EXCERPTED PASSAGE
****

Under separate headings in his brief, the defendant argues that his arrest was illegal, and that the "show-up" identification conducted fifteen minutes following the commission of the crime was unlawful, because it followed the illegal arrest and because his counsel was not present. The defendant has waived these bald conclusions by his failure to support them with any reason or authority as required by Appellate Rule 8.3(A)(7), therefore we will not discuss these issues other than to state that they appear to be without merit. Also see, Lawrence v. State (1978) Ind., 375 N.E.2d 208.


At the close of the State's case in chief the defendant moved for a directed verdict based upon the State's alleged failure to prove that physical injury had been inflicted as contemplated by the statute. He alleged that the "slight bruises" received by the victims were too minor to constitute injuries. The motion was renewed and again denied at the close of all evidence, and the denial is assigned as error.

During the course of the trial Leonard Burgett and Paul Armstrong testified as to the injuries they received at the time of the robbery. Each stated that the defendant struck him in the head with a revolver. As a result of the blow, Burgett sustained a welt on the back of his head for two weeks. The blow to Armstrong broke the skin over his left eye, and resulted in a bump protruding approximately one inch on his forehead and a blackened eye.

The defendant cites Tibbs v. State (1970) 255 Ind. 309, 263 N.E.2d 728 in support of his argument that the above injuries were too trivial to constitute "physical injury" within the meaning of the statute. The State correctly points out in its brief, however, that the Tibbs case is not in point. Tibbs was charged with inflicting injury on a third party by use of a knife. The court *1357 held that evidence showing that the victim was struck by a bottle thrown by an unknown party did not prove that the defendant had injured the victim with a knife. No mention is made in the opinion as to the type or degree of injury required by the statute.

****

(Dataset entries)
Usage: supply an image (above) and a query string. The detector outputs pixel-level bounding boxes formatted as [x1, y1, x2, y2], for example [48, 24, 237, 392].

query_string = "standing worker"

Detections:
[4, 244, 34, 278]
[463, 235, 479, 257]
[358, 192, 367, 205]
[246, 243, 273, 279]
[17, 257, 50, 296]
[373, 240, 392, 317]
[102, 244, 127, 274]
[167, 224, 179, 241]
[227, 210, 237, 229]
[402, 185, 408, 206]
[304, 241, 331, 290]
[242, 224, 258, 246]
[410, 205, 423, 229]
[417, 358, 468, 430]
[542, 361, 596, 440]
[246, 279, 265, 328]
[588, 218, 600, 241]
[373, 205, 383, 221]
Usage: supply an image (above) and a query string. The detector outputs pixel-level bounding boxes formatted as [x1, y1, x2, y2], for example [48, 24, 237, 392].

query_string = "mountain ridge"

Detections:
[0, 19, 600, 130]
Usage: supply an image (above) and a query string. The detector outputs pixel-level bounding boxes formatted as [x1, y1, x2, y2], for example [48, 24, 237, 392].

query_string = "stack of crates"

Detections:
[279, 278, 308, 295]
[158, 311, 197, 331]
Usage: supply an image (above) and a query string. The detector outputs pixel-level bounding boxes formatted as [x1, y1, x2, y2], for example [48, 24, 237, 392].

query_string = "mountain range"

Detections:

****

REQUIRED ACTION
Please answer these questions using the court opinion excerpt:
1. Which appellate rule required the defendant to support his arguments with reason or authority?
2. For how long did Burgett have a welt on the back of his head?
3. What was Tibbs charged with?

TASK SOLUTION
1. Appellate Rule 8.3(A)(7)
2. Two weeks
3. Inflicting injury on a third party by use of a knife